## Task statement
Output each entry verbatim and exclude every picture from it.

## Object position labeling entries
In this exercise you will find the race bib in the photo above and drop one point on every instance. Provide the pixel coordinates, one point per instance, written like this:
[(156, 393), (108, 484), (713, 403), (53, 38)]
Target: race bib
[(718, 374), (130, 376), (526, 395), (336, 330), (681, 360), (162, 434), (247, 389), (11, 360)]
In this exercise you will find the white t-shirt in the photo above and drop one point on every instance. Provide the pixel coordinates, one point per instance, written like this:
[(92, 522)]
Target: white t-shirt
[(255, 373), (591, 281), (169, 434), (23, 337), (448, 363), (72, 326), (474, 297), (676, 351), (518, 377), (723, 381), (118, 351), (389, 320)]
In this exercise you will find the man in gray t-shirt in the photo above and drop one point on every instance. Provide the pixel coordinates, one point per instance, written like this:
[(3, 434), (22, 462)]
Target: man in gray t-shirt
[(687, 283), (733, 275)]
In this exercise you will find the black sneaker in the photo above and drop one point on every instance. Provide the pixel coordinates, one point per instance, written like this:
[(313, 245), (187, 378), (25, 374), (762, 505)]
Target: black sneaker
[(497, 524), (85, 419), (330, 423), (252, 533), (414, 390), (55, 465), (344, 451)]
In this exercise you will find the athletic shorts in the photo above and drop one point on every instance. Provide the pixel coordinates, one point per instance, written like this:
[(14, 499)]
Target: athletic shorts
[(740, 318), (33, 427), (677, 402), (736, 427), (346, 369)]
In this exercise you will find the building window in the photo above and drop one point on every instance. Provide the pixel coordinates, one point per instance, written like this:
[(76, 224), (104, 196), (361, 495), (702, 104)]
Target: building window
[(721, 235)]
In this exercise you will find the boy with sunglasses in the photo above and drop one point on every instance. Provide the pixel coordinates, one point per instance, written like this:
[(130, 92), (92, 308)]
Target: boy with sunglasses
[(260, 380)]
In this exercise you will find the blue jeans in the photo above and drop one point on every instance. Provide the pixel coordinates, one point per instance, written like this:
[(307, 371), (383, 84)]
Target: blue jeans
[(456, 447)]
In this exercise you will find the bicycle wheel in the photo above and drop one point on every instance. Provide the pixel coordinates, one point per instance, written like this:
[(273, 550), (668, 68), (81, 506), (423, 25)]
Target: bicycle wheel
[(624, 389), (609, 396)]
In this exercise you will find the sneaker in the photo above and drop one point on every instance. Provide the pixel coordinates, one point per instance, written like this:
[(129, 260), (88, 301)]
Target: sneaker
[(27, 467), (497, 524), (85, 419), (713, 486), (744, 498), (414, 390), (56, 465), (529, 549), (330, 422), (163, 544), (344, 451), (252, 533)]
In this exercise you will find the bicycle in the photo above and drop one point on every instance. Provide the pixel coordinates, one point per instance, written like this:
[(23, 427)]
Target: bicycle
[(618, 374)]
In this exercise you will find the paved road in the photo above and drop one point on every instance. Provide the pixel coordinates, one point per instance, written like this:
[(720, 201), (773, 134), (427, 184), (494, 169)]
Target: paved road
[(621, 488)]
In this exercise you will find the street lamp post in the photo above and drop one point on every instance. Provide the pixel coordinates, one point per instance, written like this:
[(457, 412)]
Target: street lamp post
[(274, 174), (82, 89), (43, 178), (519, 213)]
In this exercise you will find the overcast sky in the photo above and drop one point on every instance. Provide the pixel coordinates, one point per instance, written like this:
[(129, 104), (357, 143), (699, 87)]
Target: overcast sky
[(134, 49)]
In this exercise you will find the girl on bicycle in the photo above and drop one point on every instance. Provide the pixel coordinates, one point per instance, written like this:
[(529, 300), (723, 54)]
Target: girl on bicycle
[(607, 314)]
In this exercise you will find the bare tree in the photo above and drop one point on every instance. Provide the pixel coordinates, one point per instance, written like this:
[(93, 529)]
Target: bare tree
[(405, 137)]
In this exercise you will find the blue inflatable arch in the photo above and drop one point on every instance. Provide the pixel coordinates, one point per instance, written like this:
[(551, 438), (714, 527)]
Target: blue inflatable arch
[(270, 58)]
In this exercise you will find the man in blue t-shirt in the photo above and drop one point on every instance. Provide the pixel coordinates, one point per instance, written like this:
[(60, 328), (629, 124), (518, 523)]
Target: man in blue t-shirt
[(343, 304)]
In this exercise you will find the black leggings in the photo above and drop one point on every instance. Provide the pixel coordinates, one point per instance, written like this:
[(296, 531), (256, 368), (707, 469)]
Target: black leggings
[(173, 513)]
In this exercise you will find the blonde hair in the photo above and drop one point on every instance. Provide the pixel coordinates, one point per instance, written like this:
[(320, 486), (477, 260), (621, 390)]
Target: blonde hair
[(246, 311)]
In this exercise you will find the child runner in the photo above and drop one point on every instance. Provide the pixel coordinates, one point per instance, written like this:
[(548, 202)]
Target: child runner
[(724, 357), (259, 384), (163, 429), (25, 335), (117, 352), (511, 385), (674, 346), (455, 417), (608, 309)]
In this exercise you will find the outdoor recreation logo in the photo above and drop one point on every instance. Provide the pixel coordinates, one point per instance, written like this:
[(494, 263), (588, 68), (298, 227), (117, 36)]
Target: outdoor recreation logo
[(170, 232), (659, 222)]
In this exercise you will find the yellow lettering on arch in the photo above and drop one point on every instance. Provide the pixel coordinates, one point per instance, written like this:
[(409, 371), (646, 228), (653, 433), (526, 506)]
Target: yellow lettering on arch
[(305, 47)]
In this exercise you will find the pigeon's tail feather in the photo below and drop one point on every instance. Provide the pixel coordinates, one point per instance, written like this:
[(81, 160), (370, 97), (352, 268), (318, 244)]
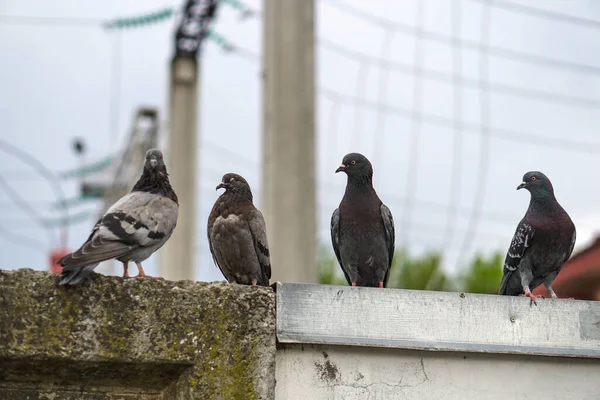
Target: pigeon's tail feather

## Full response
In this exercise you will find the race bib in the photo above and drop one point on every instance. Provide the pixel coordinates, one point per instance, written like this:
[(156, 393), (108, 484), (713, 403), (53, 38)]
Target: race bib
[(718, 374), (130, 376), (526, 395), (336, 330), (681, 360), (162, 434), (247, 389), (11, 360)]
In this exercise you will find the white t-shirt in the photo above and drop one point on every instance. Provide the pixel coordinates, one point per instance, written like this:
[(92, 522)]
Target: white t-shirt
[(255, 373), (591, 281), (169, 434), (23, 337), (448, 363), (72, 326), (474, 297), (676, 351), (518, 377), (723, 381), (118, 351), (389, 320)]
In this exercise you will find the man in gray t-shirt in the photo above and drop one point on every instance. Provide the pixel coordinates, one point per instance, written like this:
[(3, 434), (22, 462)]
Target: man in gray t-shirt
[(687, 283), (733, 275)]
In this exercise you will find the black sneaker in the photo above and drop one point on every instance. Provide the pixel coordinates, one point per instance, written like this:
[(313, 245), (187, 378), (25, 374), (762, 505)]
Target: black sneaker
[(497, 524), (85, 419), (330, 423), (252, 533), (414, 390), (55, 465), (344, 451)]
In this exercise you will find the athletic shorts in the photo above and drop one point on every instance. Provide the pixel coordinates, one point per instance, written like this:
[(14, 499)]
Target: athletic shorts
[(740, 318), (33, 427), (677, 402), (736, 427), (346, 369)]
In this exercise you will find the building window in the photo above and drop one point on every instance. Provide the pixel coordinates, one point per instance, written like this:
[(76, 224), (104, 196), (361, 495), (702, 104)]
Target: building window
[(721, 235)]
In this exercise you will find the boy with sunglasses in the photo above and drop one point on every instance. Provide the pixel coordinates, one point per instance, written like this:
[(130, 92), (92, 308)]
Target: boy with sunglasses
[(260, 380)]
In this exercise you will find the blue jeans in the photo above and drop one point on every instance. Provide the pixel coordinates, one point per instance, written like this:
[(307, 371), (383, 84)]
Target: blue jeans
[(456, 447)]
In this exercise you will find the bicycle wheel in the photo above and drop one point on every instance. Provide the pixel coordinates, one point per instance, written like this:
[(273, 550), (668, 68), (81, 506), (423, 25)]
Target: bicycle wheel
[(624, 389), (609, 396)]
In this exercise you will find the sneaker in the photo above and drop one point on every instance. Provide the pixel coordinates, one point per instance, written like this:
[(129, 260), (88, 301)]
Target: sneaker
[(27, 467), (497, 524), (85, 419), (713, 486), (744, 498), (414, 390), (56, 465), (529, 549), (330, 422), (163, 544), (344, 451), (252, 533)]
In this exercise you will find the bicycle in the photo above and drop one point on every instance. Provide the pixel coordinates, one point per instance, written like this:
[(23, 427)]
Target: bicycle
[(618, 374)]
In this exercise you will find the paved road in the photo above and drop one point on every instance. Provide the pixel coordinates, one point per instance, written like this:
[(720, 201), (773, 134), (427, 184), (494, 169)]
Target: paved road
[(621, 488)]
In this exercise you will find the street lamp post in the photo above and drop one point on every instance. Provide the pixel coordinates, one point per instance, written like this:
[(457, 412)]
Target: street lamp post
[(274, 174), (82, 89), (43, 178), (519, 213)]
In this exercise you will find the overcast sky in the photo above and drop one point on every instance. Provide the pixel coordinates, one point per instance, written like this:
[(129, 104), (357, 143), (699, 87)]
Target: overcast sky
[(134, 49)]
In this exercise you will find the girl on bicycle in the photo above and drop one point on every instance. Provide the pixel coordinates, one point per instance, written like this:
[(529, 300), (723, 54)]
Target: girl on bicycle
[(607, 314)]
In this exercise you will find the bare tree in the photo above and drop one point on every instance. Provide the pixel coordinates, one point per instance, written like this:
[(93, 529)]
Target: bare tree
[(405, 137)]
In this exercise you will find the blue inflatable arch in the photo above and drop one point on every instance. Provide the pixel coordinates, one point per instance, written like this:
[(551, 438), (714, 527)]
Target: blue inflatable arch
[(270, 58)]
In this exercise you will find the man in blue t-shirt in the photo above and drop one point on every instance. Provide the pixel coordinates, one point per instance, written like this:
[(60, 328), (629, 124), (518, 523)]
Target: man in blue t-shirt
[(343, 304)]
In this exercise you will find the black leggings in the photo above and drop one point on every instance. Provide the pixel coordinates, one point per instance, written like this:
[(296, 531), (256, 368), (707, 469)]
Target: black leggings
[(173, 513)]
In this exercise you will find the blonde hair in the photo above and drop one point on every instance. Provide the pixel coordinates, one point per instance, written like this:
[(320, 486), (477, 260), (621, 390)]
Target: blonde hair
[(246, 311)]
In this exercise you will find the child runner in the photo above and drop one point on every instance. Provide the pixel coordinates, one point per instance, written like this:
[(548, 202)]
Target: child runner
[(724, 357), (259, 384), (163, 429), (25, 335), (117, 352), (511, 385), (674, 346), (455, 417), (608, 309)]
In this exercise you will find the outdoor recreation logo in the photo above and drop one point on every instance. Provide the pixel coordinates, one point per instance, written like this:
[(494, 263), (588, 68), (298, 227), (117, 36)]
Target: outdoor recreation logo
[(170, 232), (659, 222)]
In this exercise you will find the yellow lettering on arch in the photo above and drop one point on every instance. Provide the pixel coordinates, one point per instance, written like this:
[(409, 371), (646, 228), (653, 433), (526, 506)]
Target: yellow lettering on arch
[(305, 47)]
In this exercise you will find the pigeon's tail feather in the photo below and drop one point on every instance. Provide the pixel coordinates, one point per instance, written like this:
[(81, 160), (370, 97), (352, 268), (318, 244)]
Target: pigeon's tail feather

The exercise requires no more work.